#### Source text:
•••••
Current Affairs Topics Archive
International Relations Economics Polity & Governance Environment & Ecology Science & Technology Internal Security Geography Social Issues Art & Culture Modern History

OpenAI, Anthropic accuse Chinese rivals of mass AI data theft


What Happened

  • OpenAI and Anthropic have publicly accused Chinese AI companies — specifically DeepSeek, Moonshot AI, and MiniMax — of conducting coordinated "distillation attack" campaigns against their AI models.
  • Anthropic stated that these Chinese firms flooded its Claude model with large volumes of specially-crafted prompts to extract information for training proprietary models.
  • OpenAI submitted documentation to US legislators citing "accounts associated with DeepSeek employees developing methods to circumvent OpenAI's access restrictions" to obtain outputs for distillation at scale.
  • Both companies have framed these distillation campaigns as national security threats — arguing that authoritarian governments could deploy the resulting AI models for offensive cyber operations, disinformation, and surveillance.
  • The accusation raises fundamental questions about intellectual property protection in the AI industry, where the boundary between permitted use and theft is legally unsettled.

Static Topic Bridges

Knowledge Distillation — Technical Concept

Knowledge distillation is a machine learning technique in which a smaller, more efficient "student" model is trained to mimic the outputs of a larger, more capable "teacher" model. Rather than training from scratch on raw data, the student model learns from the probability distributions (soft labels) over outputs that the teacher model produces — capturing the teacher's "knowledge" more efficiently than training on hard labels alone. The technique was introduced by Geoffrey Hinton, Oriol Vinyals, and Jeff Dean in a 2015 paper.

  • Legitimate use: AI companies routinely distill their own models to create smaller, cheaper inference versions (e.g., Anthropic's Claude Haiku, OpenAI's GPT-4o-mini)
•••••
#### Material provided:
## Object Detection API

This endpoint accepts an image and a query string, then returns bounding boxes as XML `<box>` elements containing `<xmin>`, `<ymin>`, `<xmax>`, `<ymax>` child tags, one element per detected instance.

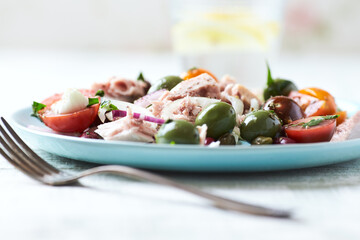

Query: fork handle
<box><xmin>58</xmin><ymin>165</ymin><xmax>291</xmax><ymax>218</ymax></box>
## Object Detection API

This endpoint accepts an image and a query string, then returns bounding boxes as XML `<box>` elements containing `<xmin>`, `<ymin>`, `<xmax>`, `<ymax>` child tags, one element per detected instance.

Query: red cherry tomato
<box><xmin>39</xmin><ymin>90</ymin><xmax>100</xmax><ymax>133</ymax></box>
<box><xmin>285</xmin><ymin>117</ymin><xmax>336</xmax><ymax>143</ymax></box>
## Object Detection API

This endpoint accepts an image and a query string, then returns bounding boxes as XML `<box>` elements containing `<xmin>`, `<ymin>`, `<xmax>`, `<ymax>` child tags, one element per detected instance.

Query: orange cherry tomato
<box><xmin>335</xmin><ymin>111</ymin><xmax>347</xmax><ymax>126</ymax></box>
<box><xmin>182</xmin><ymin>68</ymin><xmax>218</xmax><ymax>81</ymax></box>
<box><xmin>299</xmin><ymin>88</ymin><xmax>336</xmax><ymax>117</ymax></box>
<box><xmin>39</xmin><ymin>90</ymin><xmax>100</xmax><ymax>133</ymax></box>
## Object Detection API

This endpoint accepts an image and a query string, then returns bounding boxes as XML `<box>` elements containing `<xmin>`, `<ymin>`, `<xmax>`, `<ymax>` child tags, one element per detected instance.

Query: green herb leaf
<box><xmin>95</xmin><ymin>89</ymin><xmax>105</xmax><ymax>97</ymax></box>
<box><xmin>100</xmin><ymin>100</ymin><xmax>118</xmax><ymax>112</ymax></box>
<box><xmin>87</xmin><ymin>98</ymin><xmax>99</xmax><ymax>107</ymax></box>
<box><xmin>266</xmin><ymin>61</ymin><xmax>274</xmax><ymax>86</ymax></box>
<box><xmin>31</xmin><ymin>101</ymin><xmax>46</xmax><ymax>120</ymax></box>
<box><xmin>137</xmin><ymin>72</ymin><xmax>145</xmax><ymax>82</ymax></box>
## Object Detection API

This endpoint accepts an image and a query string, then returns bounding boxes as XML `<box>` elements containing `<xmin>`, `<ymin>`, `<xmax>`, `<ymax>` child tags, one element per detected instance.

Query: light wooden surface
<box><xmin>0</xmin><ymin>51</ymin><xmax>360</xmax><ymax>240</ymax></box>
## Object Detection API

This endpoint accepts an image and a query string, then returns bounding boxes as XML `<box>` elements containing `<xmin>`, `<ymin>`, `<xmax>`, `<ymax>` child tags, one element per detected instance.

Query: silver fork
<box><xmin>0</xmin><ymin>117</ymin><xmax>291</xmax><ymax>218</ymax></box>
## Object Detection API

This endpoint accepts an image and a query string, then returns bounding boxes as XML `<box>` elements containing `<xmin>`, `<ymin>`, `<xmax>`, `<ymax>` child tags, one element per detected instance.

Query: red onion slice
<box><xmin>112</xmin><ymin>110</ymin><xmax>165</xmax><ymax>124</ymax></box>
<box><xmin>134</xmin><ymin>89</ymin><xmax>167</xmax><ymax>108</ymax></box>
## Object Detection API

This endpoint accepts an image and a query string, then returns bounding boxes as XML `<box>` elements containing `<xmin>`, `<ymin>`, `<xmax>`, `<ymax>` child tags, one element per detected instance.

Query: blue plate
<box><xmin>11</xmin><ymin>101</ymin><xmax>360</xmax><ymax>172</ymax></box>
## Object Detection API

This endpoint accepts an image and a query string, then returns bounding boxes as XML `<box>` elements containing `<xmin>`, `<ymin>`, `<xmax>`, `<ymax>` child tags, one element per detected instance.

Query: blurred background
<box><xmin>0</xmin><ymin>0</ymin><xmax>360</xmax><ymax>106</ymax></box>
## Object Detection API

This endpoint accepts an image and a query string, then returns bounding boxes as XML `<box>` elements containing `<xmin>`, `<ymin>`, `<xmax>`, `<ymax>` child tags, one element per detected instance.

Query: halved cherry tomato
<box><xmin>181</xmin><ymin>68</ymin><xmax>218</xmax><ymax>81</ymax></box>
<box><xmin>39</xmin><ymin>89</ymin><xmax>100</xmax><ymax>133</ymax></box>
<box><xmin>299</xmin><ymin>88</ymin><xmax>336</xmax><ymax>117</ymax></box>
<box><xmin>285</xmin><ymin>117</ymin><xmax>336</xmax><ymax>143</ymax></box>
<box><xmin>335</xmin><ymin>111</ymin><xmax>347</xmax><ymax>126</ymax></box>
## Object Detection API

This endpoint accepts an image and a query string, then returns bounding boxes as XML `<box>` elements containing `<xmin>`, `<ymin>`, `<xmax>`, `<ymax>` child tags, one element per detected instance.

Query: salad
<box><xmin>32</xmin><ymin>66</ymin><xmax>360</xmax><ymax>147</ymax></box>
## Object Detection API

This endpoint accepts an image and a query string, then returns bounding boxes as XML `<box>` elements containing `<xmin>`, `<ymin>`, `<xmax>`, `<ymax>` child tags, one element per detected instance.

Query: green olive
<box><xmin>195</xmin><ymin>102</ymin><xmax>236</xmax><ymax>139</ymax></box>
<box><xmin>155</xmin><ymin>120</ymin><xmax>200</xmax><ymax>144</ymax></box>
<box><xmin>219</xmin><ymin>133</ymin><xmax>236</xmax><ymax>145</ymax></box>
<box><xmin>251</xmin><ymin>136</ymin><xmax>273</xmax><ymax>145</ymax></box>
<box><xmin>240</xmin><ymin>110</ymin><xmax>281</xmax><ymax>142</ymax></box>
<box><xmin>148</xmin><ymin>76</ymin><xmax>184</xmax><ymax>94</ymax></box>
•••••
#### Tasks to complete:
A) Shorten the paragraph in the article on AI data theft accusations that begins "Knowledge distillation is a machine learning technique," keeping its main facts.
B) Extend the article on AI data theft accusations, starting after its last line.
The listing has no role in this work.

#### Responses by item number:
A) Knowledge distillation trains a smaller, efficient "student" model to mimic a larger, more capable "teacher" model. Instead of learning from raw data, the student learns from the teacher's output probability distributions (soft labels). This captures the teacher's knowledge more efficiently than hard labels alone. Geoffrey Hinton, Oriol Vinyals, and Jeff Dean introduced the technique in a 2015 paper.

B)
  • Adversarial/commercial distillation: Using a competitor's commercially available API to generate large volumes of input-output pairs → training a competing model on these pairs
  • Cost efficiency: Researchers at Berkeley reportedly recreated an OpenAI reasoning model for ~$450 in compute in 19 hours using distillation from API outputs alone
  • Legal ambiguity: If distillation uses only publicly available API outputs (not stolen code or model weights), its legality under existing IP law is disputed — current copyright law does not clearly protect AI model outputs
  • DeepSeek's achievements: Chinese AI firm DeepSeek released R1 and V3 models in early 2025 that matched or approached US frontier model capabilities at a fraction of the training cost — amplifying concerns about distillation-enabled catching-up

Connection to this news: The accusation is that DeepSeek, Moonshot AI, and MiniMax went beyond normal API use — using "obfuscated methods" and large-scale systematic extraction that crosses into adversarial data harvesting.

Existing intellectual property law — primarily copyright and trade secrets — was not designed for the AI era. Model weights (the trained parameters of an AI model) may not be protectable under copyright (no human authorship). API outputs (text, images) generated by an AI may be protectable but using them for training a competing model falls in legal grey zones not clearly resolved by courts.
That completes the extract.